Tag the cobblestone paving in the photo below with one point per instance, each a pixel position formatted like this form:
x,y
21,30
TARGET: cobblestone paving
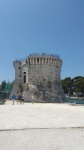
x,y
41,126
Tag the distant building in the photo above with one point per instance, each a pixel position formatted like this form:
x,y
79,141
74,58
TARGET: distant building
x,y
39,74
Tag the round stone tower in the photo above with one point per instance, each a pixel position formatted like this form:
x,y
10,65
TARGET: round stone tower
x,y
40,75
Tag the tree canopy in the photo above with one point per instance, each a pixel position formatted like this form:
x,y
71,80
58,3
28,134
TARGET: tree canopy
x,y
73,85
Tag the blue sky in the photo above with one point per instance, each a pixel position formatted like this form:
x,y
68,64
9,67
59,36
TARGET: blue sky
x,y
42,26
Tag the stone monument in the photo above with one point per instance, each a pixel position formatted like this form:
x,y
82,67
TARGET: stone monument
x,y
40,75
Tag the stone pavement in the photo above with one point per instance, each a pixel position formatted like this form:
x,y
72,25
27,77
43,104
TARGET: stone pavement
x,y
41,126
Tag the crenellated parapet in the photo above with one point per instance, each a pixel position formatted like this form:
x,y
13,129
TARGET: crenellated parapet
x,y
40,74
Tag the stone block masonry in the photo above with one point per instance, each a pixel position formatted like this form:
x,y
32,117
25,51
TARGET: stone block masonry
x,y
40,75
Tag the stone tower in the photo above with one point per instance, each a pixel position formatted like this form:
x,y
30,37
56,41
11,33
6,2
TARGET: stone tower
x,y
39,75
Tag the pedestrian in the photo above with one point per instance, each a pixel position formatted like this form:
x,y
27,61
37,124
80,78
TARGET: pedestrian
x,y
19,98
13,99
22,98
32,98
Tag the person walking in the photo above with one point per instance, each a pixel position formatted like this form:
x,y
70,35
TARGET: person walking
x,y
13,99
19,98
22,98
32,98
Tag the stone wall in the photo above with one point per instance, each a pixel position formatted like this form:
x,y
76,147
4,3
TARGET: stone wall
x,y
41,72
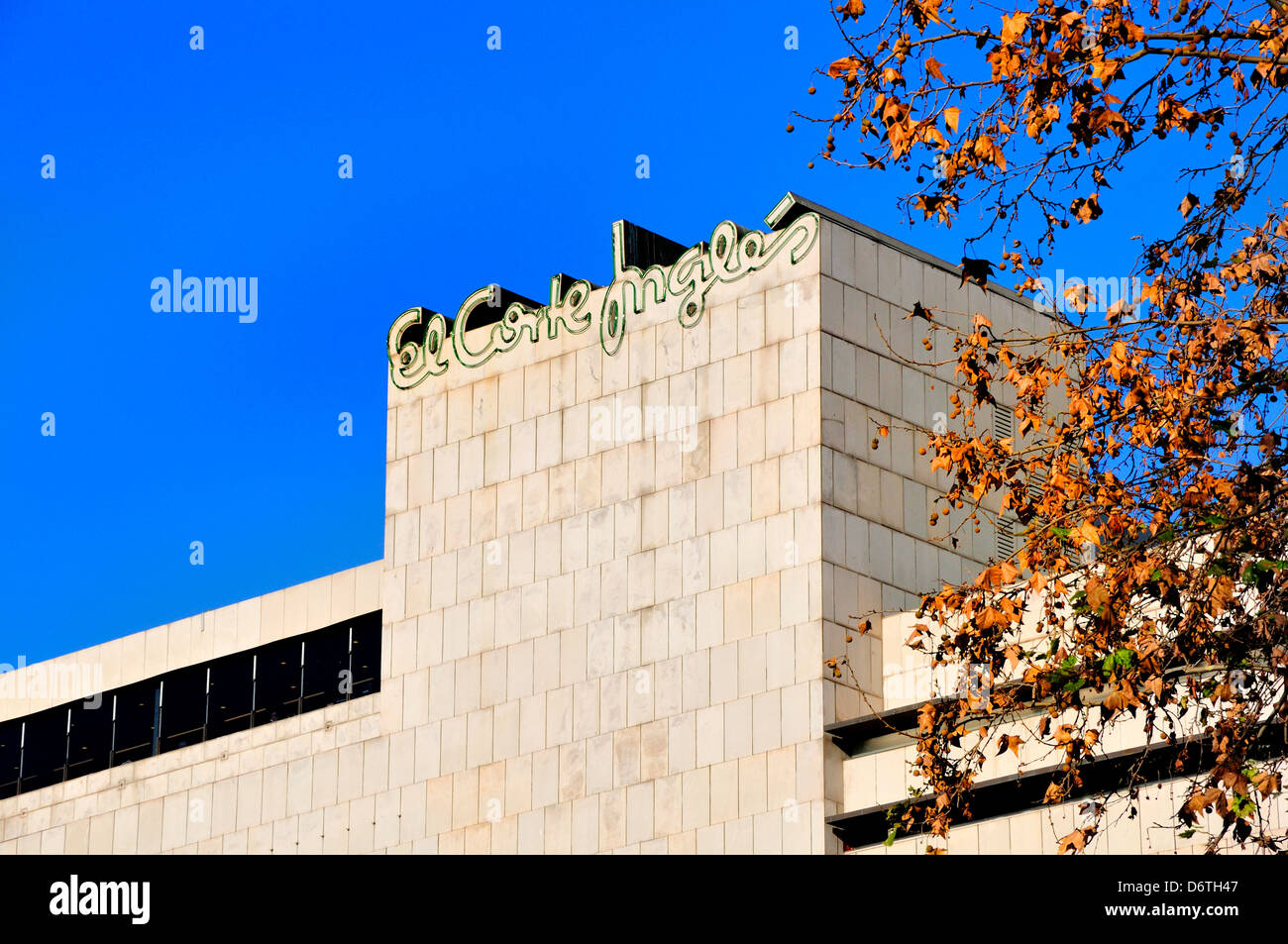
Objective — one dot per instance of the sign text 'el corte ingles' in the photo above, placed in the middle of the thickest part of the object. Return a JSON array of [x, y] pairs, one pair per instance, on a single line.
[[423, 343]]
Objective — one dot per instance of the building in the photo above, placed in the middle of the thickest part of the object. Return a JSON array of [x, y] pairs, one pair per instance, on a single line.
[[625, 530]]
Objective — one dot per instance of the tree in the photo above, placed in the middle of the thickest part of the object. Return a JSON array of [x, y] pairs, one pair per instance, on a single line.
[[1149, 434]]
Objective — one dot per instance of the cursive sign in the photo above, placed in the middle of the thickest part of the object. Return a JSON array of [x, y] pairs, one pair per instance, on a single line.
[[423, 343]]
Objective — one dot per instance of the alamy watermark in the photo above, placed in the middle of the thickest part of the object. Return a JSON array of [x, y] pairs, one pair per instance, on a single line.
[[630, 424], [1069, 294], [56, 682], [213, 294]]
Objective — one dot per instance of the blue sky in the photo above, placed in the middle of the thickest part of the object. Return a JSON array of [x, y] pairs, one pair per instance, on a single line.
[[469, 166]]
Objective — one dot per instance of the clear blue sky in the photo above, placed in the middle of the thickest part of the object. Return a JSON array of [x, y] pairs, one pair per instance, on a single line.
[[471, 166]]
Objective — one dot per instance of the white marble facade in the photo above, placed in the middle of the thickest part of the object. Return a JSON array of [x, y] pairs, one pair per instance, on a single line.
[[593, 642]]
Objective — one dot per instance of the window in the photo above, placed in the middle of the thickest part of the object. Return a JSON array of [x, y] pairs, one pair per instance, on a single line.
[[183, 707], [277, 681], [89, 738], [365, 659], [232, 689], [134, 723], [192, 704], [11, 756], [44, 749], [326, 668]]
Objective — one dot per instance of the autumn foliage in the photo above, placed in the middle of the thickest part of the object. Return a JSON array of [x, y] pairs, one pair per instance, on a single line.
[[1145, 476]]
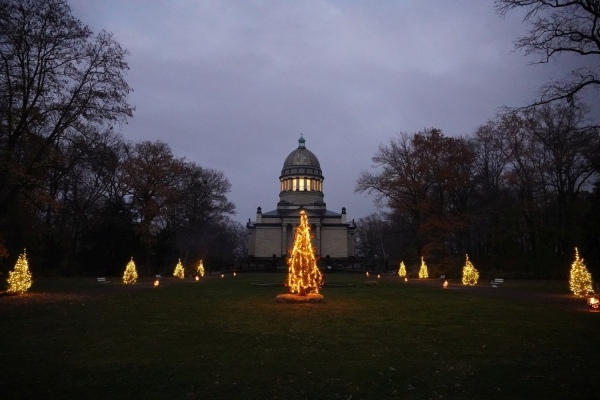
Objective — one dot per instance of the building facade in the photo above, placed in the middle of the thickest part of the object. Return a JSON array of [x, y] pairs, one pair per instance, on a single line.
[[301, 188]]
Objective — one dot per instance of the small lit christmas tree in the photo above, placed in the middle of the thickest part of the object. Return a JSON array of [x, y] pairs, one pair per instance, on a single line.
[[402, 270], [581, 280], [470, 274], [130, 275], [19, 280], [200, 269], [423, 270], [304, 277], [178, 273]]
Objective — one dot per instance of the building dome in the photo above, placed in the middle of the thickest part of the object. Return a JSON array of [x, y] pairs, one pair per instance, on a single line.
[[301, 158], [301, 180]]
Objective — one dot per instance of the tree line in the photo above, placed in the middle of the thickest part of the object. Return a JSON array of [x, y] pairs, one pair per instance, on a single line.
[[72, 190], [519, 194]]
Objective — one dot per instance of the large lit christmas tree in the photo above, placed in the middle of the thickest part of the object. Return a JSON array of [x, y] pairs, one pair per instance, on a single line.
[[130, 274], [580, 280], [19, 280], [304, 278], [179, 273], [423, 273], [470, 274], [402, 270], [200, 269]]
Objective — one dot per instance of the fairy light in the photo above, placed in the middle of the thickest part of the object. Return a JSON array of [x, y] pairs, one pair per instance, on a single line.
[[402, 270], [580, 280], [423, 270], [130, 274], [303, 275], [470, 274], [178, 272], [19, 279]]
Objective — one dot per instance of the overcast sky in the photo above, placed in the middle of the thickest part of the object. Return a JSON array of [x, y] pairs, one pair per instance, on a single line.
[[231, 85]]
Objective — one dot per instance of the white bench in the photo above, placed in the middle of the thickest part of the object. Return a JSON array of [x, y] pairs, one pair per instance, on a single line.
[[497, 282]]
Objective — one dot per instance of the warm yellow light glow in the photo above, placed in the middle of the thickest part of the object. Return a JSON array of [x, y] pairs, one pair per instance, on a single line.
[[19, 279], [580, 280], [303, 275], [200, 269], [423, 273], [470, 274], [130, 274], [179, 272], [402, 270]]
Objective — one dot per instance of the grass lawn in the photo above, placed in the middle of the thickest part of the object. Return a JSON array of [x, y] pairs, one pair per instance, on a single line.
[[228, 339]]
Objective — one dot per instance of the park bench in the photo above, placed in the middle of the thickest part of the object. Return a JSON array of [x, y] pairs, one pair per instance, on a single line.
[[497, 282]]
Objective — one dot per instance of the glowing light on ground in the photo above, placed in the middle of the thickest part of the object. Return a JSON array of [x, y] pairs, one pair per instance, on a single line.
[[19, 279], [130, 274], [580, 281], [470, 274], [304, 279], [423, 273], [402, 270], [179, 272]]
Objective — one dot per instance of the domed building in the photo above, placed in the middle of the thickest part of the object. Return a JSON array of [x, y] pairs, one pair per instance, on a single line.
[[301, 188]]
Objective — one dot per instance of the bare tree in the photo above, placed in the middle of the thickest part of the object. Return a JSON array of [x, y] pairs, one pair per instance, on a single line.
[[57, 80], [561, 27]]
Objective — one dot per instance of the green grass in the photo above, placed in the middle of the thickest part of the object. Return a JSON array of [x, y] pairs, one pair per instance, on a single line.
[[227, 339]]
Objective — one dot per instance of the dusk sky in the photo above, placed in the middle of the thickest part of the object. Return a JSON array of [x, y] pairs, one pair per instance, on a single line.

▶ Set task: Restate the data above word for word. Skip every picture.

▶ Result for this exercise:
Tag the cobblestone paving in the photo below with one point per instance, each a pixel position formatted like this form:
x,y
21,30
TARGET: cobblestone paving
x,y
41,126
Tag the distant building in the photo above with one point per instance, each a pixel position formatted like this form:
x,y
79,141
74,58
TARGET: distant building
x,y
39,74
Tag the round stone tower in the photo above with one point per instance, each a pixel position formatted like this form:
x,y
10,65
TARGET: round stone tower
x,y
40,75
Tag the tree canopy in the photo above with one point per instance, each a pixel position formatted like this form:
x,y
71,80
58,3
28,134
TARGET: tree canopy
x,y
73,85
Tag the blue sky in the photo above with one point per instance, each a pixel position formatted like this form:
x,y
68,64
9,67
59,36
TARGET: blue sky
x,y
42,26
Tag the stone monument in the photo above with one point per instance, each a pixel position formatted like this form:
x,y
82,67
TARGET: stone monument
x,y
40,75
Tag the stone pavement in the photo above with one point per instance, each a pixel position formatted like this form:
x,y
72,25
27,77
43,104
TARGET: stone pavement
x,y
41,126
Tag the crenellated parapet in the photo above with one point per instance, each a pixel position formatted like this form:
x,y
13,129
TARGET: crenellated parapet
x,y
40,74
Tag the stone block masonry in the photo above with one point per instance, each a pixel position formatted like this form:
x,y
32,117
25,51
TARGET: stone block masonry
x,y
40,75
Tag the stone tower in the photo above with one point per instance, each a pixel position formatted like this form:
x,y
30,37
56,41
11,33
6,2
TARGET: stone tower
x,y
39,75
Tag the pedestrian in the photo above with one point per instance, each a pixel position formatted like this form:
x,y
27,61
37,124
80,78
TARGET: pedestrian
x,y
19,98
13,99
22,98
32,98
Tag the person walking in the photo above with one point per instance, each a pixel position formatted like this form:
x,y
70,35
TARGET: person walking
x,y
13,99
19,98
22,98
32,98
Tag the stone wall in the photo above with one point per instance, each a pixel position formatted like this form:
x,y
76,147
4,3
TARGET: stone wall
x,y
41,72
Objective — one dot per instance of the sign text 'el corte ingles' in the photo above, placed in the middle of the thickest part of the object. Return a JSON array of [x, y] pairs, one pair per instance, on a single line.
[[423, 343]]
Objective — one dot per instance of the building in the photo above, placed in the middle of the thickest part of the object. Return a JSON array of [x, y] pairs, one pair per instance, on a single line.
[[625, 530]]
Objective — one dot per instance of the tree in the photo above, placed in the middle of the thickest part of the object. Return a JSON array of [x, y] pairs, one pair per instance, on a single line.
[[1149, 434]]
Objective — one dot per instance of the cursive sign in the photo above, placed in the middle of the thickest part of the object. Return a JSON array of [x, y] pairs, one pair per instance, on a single line.
[[423, 343]]
Objective — one dot per instance of the alamy watermark in the photo above, placed in the middle of the thickest part of the object. Return a JSON array of [x, y] pairs, one pair per instance, on a single line.
[[630, 424], [1069, 294], [56, 682], [213, 294]]
Objective — one dot per instance of the blue sky in the photo above, placed in the middle of the thickest part of the object. Return a JSON array of [x, y] pairs, one pair per instance, on a single line.
[[469, 166]]
Objective — one dot per instance of the clear blue sky in the photo above, placed in the middle of the thickest part of the object. Return a JSON array of [x, y] pairs, one pair per instance, on a single line.
[[471, 166]]
Objective — one dot per instance of the white marble facade in the photo above, placed in the middle of the thickest part of the object. Return a JSON array of [x, y] pairs, one pair per instance, on a single line.
[[593, 642]]
Objective — one dot per instance of the window in the photo above, placed in the middle of the thickest part of the object. Return a JSON array of [x, y] pairs, one pair per instance, on a single line.
[[183, 707], [277, 681], [89, 738], [365, 659], [232, 689], [134, 723], [192, 704], [11, 756], [44, 749], [326, 668]]
Objective — one dot per instance of the autumn foliage in the photo above, placed in the middle of the thickest part of the object. Return a JSON array of [x, y] pairs, one pair per instance, on a single line.
[[1145, 476]]
Objective — one dot per instance of the building facade in the photo above, placed in the middle of the thickest part of the object. Return a JSON array of [x, y] pairs, one pair per instance, on a single line.
[[301, 188]]
Objective — one dot per instance of the small lit christmas tree in the photo above, placed in the middle of the thickest part of the object. Return a JSON array of [x, y] pairs, one pair per instance, on a single line.
[[402, 270], [581, 280], [470, 274], [130, 275], [19, 280], [200, 269], [423, 270], [304, 277], [178, 273]]
Objective — one dot per instance of the building dome in the photo above, placed in the middle of the thickest part of the object. Return a JSON array of [x, y] pairs, one pair per instance, on a single line.
[[301, 158], [301, 180]]
Objective — one dot per instance of the tree line in the photo above, placed in the middle of the thickest part of the object. Return a JSON array of [x, y] pairs, one pair per instance, on a single line.
[[72, 190], [519, 194]]
Objective — one dot per instance of the large lit christmas tree in the photo above, placed in the middle of the thickest part of the object. Return a JSON array of [x, y] pairs, one pair per instance, on a single line.
[[130, 274], [580, 280], [19, 280], [304, 278], [179, 273], [423, 273], [470, 274], [402, 270], [200, 269]]
Objective — one dot per instance of the fairy light in the photo above, placed in the middle of the thickest part of the object. Return a JSON array of [x, y] pairs, one pair per instance, on a single line.
[[402, 270], [580, 280], [423, 270], [130, 274], [303, 275], [470, 274], [178, 272], [19, 279]]
Objective — one dot per instance of the overcast sky in the photo above, placed in the middle of the thickest part of the object. Return a JSON array of [x, y] pairs, one pair per instance, on a single line.
[[231, 85]]
Objective — one dot per instance of the white bench in the photo above, placed in the middle of the thickest part of the object. Return a JSON array of [x, y] pairs, one pair per instance, on a single line.
[[497, 282]]
Objective — one dot per instance of the warm yellow light glow in the photo above, placed in the middle of the thickest part of the object. Return a JSON array of [x, y] pairs, one pair per instance, on a single line.
[[19, 279], [580, 280], [303, 275], [200, 269], [423, 273], [470, 274], [130, 274], [179, 272], [402, 270]]
Objective — one dot per instance of the grass lawn in the photo above, placed in the middle of the thickest part of the object. Return a JSON array of [x, y] pairs, one pair per instance, on a single line.
[[228, 339]]
Objective — one dot per instance of the park bench in the photo above, placed in the middle of the thickest part of the object. Return a JSON array of [x, y] pairs, one pair per instance, on a single line.
[[497, 282]]
Objective — one dot per instance of the glowing light on ground in the photo above, placed in the middle of the thickest part of the object. Return a JSON array of [x, y] pairs, one pair per instance, on a single line.
[[19, 279], [130, 274], [580, 281], [470, 274], [304, 279], [423, 273], [402, 270], [179, 272]]
Objective — one dot per instance of the domed building in the photo above, placed in the middle of the thickest part of the object. Return a JSON array of [x, y] pairs, one pair per instance, on a single line.
[[301, 188]]
Objective — one dot per instance of the bare tree in the photo above, placed in the middle of the thickest part of the object. Return a JSON array of [x, y] pairs, one pair per instance, on a single line.
[[57, 80], [561, 27]]
Objective — one dot per instance of the green grass in the photo above, placed in the middle of the thickest part of the object. Return a JSON array of [x, y] pairs, one pair per instance, on a single line.
[[227, 339]]
Objective — one dot per instance of the dusk sky in the photo above, placed in the middle of the thickest part of the object. Return a JSON array of [x, y] pairs, one pair per instance, on a single line.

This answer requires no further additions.